_Exercise aim:_ Output the items below as a two-column CSV headed text and answer, one row per item, with each item's text and its answer each in a single quoted field and line breaks turned into spaces. Leave the pictures out.

Stored dataset items
________________________________________
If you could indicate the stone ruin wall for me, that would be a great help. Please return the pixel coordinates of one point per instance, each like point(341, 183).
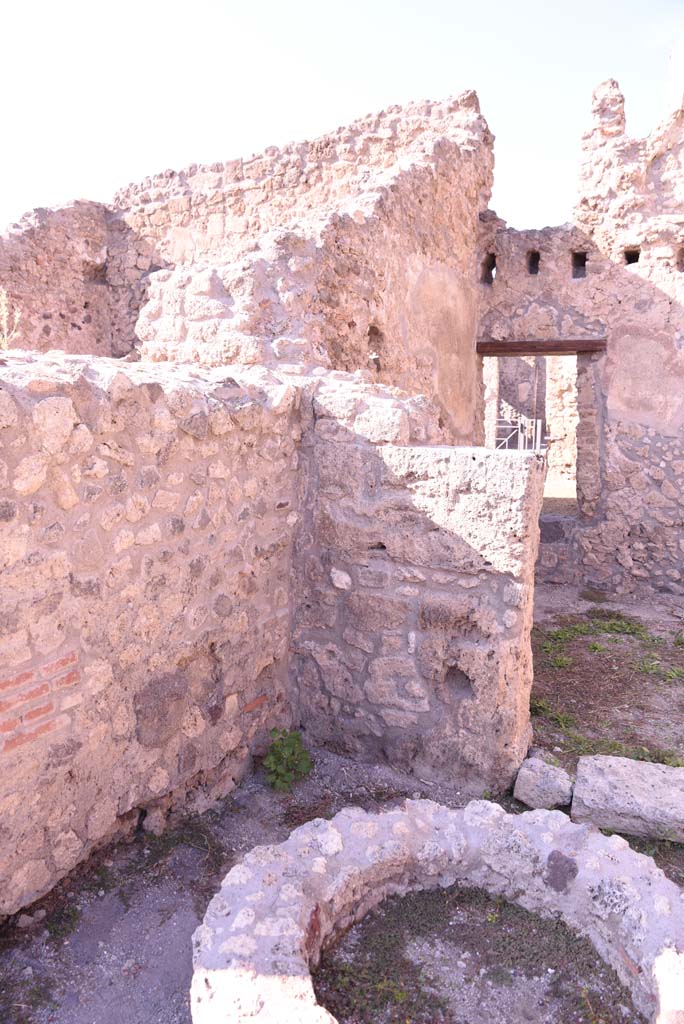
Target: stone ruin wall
point(145, 542)
point(161, 521)
point(356, 252)
point(415, 594)
point(630, 531)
________________________________________
_Result for this exercise:_
text,answer
"If you could indicate the stone ruin wall for me, that would be a great help. Please return the pixel coordinates of one point per instance, each like point(341, 183). Target: stone ruin wall","point(145, 542) point(161, 521) point(356, 252) point(415, 594) point(630, 531)"